> Task brief
Please format every line of the entries below as a JSON list of strings, one string per line, leaving out blank lines and the pictures.

* begin *

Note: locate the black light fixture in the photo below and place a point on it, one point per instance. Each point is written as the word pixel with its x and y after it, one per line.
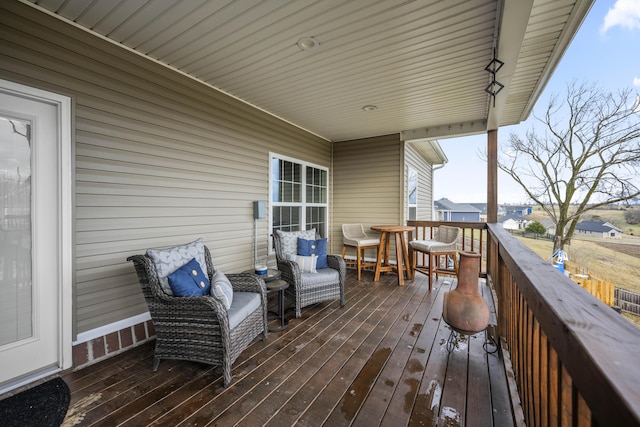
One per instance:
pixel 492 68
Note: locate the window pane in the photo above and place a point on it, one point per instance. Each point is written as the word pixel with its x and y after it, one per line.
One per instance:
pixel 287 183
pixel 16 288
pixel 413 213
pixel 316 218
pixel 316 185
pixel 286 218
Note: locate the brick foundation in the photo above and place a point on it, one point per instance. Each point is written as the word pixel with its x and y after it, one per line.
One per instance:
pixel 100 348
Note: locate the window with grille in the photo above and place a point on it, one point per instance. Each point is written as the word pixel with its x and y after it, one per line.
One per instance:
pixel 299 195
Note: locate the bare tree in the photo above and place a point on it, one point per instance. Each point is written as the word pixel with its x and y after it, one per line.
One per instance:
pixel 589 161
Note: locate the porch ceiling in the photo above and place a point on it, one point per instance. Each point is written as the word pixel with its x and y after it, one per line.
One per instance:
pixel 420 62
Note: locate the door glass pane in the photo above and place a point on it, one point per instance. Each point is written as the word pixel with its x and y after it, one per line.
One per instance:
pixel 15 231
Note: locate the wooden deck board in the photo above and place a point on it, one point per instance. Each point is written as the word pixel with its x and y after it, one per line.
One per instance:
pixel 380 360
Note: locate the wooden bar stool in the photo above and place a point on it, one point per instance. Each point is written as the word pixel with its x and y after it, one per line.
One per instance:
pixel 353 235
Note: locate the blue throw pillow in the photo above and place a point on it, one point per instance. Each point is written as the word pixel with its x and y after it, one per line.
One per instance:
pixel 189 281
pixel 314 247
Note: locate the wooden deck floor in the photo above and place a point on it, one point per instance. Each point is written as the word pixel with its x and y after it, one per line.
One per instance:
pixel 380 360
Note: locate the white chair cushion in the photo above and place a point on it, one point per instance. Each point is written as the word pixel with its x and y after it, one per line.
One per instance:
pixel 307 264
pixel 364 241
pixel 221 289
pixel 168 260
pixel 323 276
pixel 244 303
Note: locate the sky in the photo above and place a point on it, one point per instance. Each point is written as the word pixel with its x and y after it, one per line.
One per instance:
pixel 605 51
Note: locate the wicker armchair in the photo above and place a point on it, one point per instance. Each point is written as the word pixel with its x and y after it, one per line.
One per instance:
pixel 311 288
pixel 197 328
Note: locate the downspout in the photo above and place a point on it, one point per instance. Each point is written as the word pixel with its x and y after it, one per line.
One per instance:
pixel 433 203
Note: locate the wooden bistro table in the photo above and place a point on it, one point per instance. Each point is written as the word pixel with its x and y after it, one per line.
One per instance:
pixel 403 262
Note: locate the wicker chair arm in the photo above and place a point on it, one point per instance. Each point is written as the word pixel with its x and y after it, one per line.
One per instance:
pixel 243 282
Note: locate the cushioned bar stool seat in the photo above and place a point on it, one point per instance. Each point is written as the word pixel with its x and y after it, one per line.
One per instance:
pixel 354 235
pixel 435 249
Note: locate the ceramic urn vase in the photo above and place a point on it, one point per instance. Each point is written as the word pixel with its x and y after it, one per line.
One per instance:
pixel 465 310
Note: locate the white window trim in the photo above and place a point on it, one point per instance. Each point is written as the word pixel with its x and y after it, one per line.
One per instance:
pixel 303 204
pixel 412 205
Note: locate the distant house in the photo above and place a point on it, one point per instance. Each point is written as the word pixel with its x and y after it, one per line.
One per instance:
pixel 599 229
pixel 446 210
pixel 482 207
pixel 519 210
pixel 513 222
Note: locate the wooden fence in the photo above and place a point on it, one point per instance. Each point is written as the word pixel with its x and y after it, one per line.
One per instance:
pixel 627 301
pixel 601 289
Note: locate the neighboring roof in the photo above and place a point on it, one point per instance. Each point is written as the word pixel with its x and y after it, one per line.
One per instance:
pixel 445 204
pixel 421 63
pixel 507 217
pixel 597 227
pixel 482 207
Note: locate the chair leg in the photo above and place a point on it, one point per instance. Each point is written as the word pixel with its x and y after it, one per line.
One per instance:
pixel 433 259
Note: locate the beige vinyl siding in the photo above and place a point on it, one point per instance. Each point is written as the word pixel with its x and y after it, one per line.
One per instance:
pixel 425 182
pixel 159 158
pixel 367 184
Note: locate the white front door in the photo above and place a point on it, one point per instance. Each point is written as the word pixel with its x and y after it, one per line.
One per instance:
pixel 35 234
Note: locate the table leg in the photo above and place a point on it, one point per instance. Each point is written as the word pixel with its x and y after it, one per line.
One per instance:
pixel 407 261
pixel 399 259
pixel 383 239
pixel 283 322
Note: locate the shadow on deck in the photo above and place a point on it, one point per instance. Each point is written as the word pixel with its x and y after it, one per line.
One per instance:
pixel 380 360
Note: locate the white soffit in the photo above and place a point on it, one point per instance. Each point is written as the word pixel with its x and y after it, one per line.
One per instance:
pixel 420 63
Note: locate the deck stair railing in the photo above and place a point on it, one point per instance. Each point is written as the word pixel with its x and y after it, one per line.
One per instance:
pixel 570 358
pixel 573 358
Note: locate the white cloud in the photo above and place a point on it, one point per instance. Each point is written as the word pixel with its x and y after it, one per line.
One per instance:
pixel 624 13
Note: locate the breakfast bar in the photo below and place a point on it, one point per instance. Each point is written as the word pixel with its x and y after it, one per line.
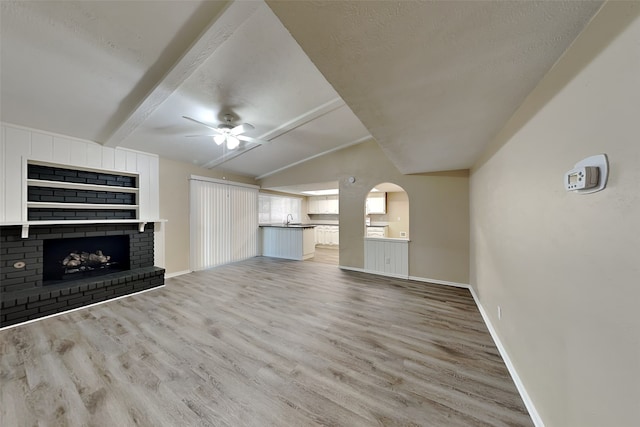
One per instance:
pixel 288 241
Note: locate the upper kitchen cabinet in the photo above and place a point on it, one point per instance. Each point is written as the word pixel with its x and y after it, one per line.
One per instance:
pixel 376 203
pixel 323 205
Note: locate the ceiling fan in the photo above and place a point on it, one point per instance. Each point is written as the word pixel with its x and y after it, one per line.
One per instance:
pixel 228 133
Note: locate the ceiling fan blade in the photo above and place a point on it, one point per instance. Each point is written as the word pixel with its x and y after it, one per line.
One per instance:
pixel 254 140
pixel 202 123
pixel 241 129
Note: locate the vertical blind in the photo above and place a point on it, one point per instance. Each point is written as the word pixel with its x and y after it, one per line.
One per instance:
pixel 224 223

* end *

> The completed task
[
  "Note: locate the black light fixture in the photo below and place a point on it, one point per instance. Each point is written as the word pixel with its x and y after it, one per line.",
  "One per instance:",
  "pixel 492 68",
  "Note: locate the window pane in the photo above and place a point on it, one point per instance. Each point is written as the word pixel with its x and y after it, one per line.",
  "One per instance:",
  "pixel 287 183",
  "pixel 16 288",
  "pixel 413 213",
  "pixel 316 218",
  "pixel 316 185",
  "pixel 286 218",
  "Note: locate the brick foundation in the photo above and place a point on it, one point per instance. Each point is written as the word pixel with its x and y after it, one per line.",
  "One per instance:",
  "pixel 100 348",
  "Note: locate the window with grille in the photo above and place a point on it, one point per instance. Each point is written as the word pixel with its x and y after it, one per line.",
  "One per instance:",
  "pixel 299 195",
  "Note: locate the bare tree in the photo above and place a point on it, one point per instance. Each point is written as the word pixel with its x and y after it, one per line.",
  "One per instance:",
  "pixel 589 161",
  "Note: locate the porch ceiling in the photo above and place a point on it, one point per instance. Each point is written as the word pixel with its x and y after it, one per line.",
  "One per instance:",
  "pixel 420 62",
  "Note: locate the door glass pane in the photo above and place a point on it, one point per instance. Each point is written as the word pixel with its x and y after it, one per line.",
  "One per instance:",
  "pixel 15 231",
  "Note: locate the wooden deck board in the photo above and place a point on it, one point per instance. Each point is written as the word pixel with its x and y after it, one per line.",
  "One per instance:",
  "pixel 380 360",
  "Note: locate the wooden bar stool in the photo above and place a point on it, one point per instance. Each point is written as the word pixel with its x and y after it, one per line.",
  "One per instance:",
  "pixel 353 235",
  "Note: locate the blue throw pillow in the photo above and place a point on it, one point per instance. Each point is written as the word pixel with its x and y after it, one per line.",
  "One per instance:",
  "pixel 189 281",
  "pixel 314 247",
  "Note: locate the wooden deck floor in the photo above and place a point on it, one point per instance. Each point is written as the word pixel with its x and y after it, one per line.",
  "One per instance:",
  "pixel 380 360",
  "Note: locate the white chair cushion in the photo above and place a point on it, one point per instance. Each point is written as the word pixel with its x and y after it, one per line.",
  "One per instance:",
  "pixel 307 264",
  "pixel 364 241",
  "pixel 221 289",
  "pixel 168 260",
  "pixel 323 276",
  "pixel 244 303",
  "Note: locate the sky in the photo above and place a point on it, one point per instance. Each point is written as the word pixel with its x and y after it, one per line.",
  "One per instance:",
  "pixel 605 51",
  "Note: locate the wicker armchair in the photo above and place a point on it, one point per instance. Each point is written as the word pixel with its x and y after it, one per line.",
  "One per instance:",
  "pixel 311 288",
  "pixel 197 328",
  "Note: locate the downspout in the photo above and place a point on it, one point per instance. Each point is written as the word pixel with its x and y after it, one per line.",
  "One per instance:",
  "pixel 433 203",
  "Note: locate the wooden bistro table in the photo above and place a point on it, one point per instance. Each point is written as the word pixel with its x and y after it, one per line.",
  "One per instance:",
  "pixel 403 262",
  "Note: locate the wicker chair arm in the photo above and place a point on it, one point per instance. Each point is written as the word pixel with its x and y after it, one per line.",
  "One per instance:",
  "pixel 243 282",
  "Note: locate the cushioned bar stool seat in the photo above and place a point on it, one point per instance. Each point is written as the word pixel with its x and y after it, one per line.",
  "One per instance:",
  "pixel 354 235",
  "pixel 435 249",
  "Note: locate the ceramic urn vase in the photo above and place a point on it, one point per instance. Each point is written as the word pixel with its x and y after it, one per line.",
  "One per instance:",
  "pixel 465 310",
  "Note: locate the white window trim in the photo above and place a point on it, one point per instance. Each point is written as the word pixel with its x and y after it, one per line.",
  "One per instance:",
  "pixel 303 204",
  "pixel 412 205",
  "Note: locate the distant house in the photo above and place a point on it, one point per instance. Each point is written as the word pixel with its x and y after it, one per line.",
  "One per instance:",
  "pixel 599 229",
  "pixel 446 210",
  "pixel 482 207",
  "pixel 519 210",
  "pixel 513 222",
  "Note: locate the wooden fence in the photo above and place a point on it, one point per instance. Each point is written as the word pixel with its x and y after it, one per line.",
  "One per instance:",
  "pixel 627 301",
  "pixel 601 289",
  "Note: locate the neighboring roof in the photo above and place a point on it, one point per instance. Each point is written as the word pixel with its x and y after it, one per line.",
  "One per instance:",
  "pixel 445 204",
  "pixel 421 63",
  "pixel 507 217",
  "pixel 597 227",
  "pixel 482 207",
  "Note: locate the chair leg in the photo above and place a point on it, one point per instance. Each point is written as the word pixel with its x and y after it, one per line.",
  "One per instance:",
  "pixel 433 259",
  "Note: locate the beige vinyl siding in the photo above and place a point on it, one point per instance. Each point is written as the word pixel with its x and y after it, one per line.",
  "One per instance:",
  "pixel 425 182",
  "pixel 159 158",
  "pixel 367 184",
  "Note: locate the white front door in the photo above and place a point on it, one point per instance. Each point is written as the word pixel with its x and y after it, one per line.",
  "One per instance:",
  "pixel 35 234",
  "Note: locate the table leg in the photo above and place a point on it, one point per instance. Each point is written as the word pixel with its x and y after it, one per line.",
  "One per instance:",
  "pixel 407 261",
  "pixel 399 259",
  "pixel 383 239",
  "pixel 283 322",
  "Note: locate the shadow on deck in the photo above and place a point on it, one point per instance. Each point is written as the word pixel with its x and y after it, one per line.",
  "One per instance:",
  "pixel 380 360",
  "Note: locate the white soffit in the photo above and place a point on it, one point per instance. Each point is written as the word pixel with its x and y after it, one per line.",
  "One per instance:",
  "pixel 420 63",
  "Note: locate the deck stair railing in the photo above and place a point on it, one point per instance. Each point is written as the word pixel with its x and y after it, one per line.",
  "One per instance:",
  "pixel 570 358",
  "pixel 573 358",
  "Note: locate the white cloud in the photo above and place a point on it, one point per instance. Each point is written as the word pixel with its x and y after it, one per line.",
  "One per instance:",
  "pixel 624 13",
  "Note: locate the breakfast bar in the photo below and place a point on it, one point per instance. Each point is written as the word pixel with its x and y after it, one per line.",
  "One per instance:",
  "pixel 288 241",
  "Note: locate the upper kitchen cabinet in the photo above and place a point on it, one point per instance. Each point is written as the word pixel with its x and y after it, one per line.",
  "One per instance:",
  "pixel 376 203",
  "pixel 323 205",
  "Note: locate the ceiling fan in the photo above and place a point on it, one point per instance. Each point is written as the word pixel with its x and y after it, one per line.",
  "One per instance:",
  "pixel 228 133",
  "Note: locate the ceiling fan blade in the photo above and place a point on it, one point per instance. Each point is written as the word pixel with its x and y after it, one per line.",
  "One per instance:",
  "pixel 254 140",
  "pixel 202 123",
  "pixel 241 129",
  "Note: locate the vertical blind in the photo above and place a point on it, one point per instance. Each point is written as the word pixel with its x and y after it, one per line.",
  "One per instance:",
  "pixel 224 223"
]